____ Task material
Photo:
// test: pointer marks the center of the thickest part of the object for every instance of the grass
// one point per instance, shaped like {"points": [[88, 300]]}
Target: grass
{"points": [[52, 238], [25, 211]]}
________
● **Task to carry out**: Beginning with the line that holds "of the grass" and ending with the last line of the data, copy each line exactly and add nothing.

● **Solved exercise**:
// test: pointer marks the center of the thickest part of the object for every instance of the grass
// one point per instance, shaped like {"points": [[88, 300]]}
Target: grass
{"points": [[52, 238], [25, 211]]}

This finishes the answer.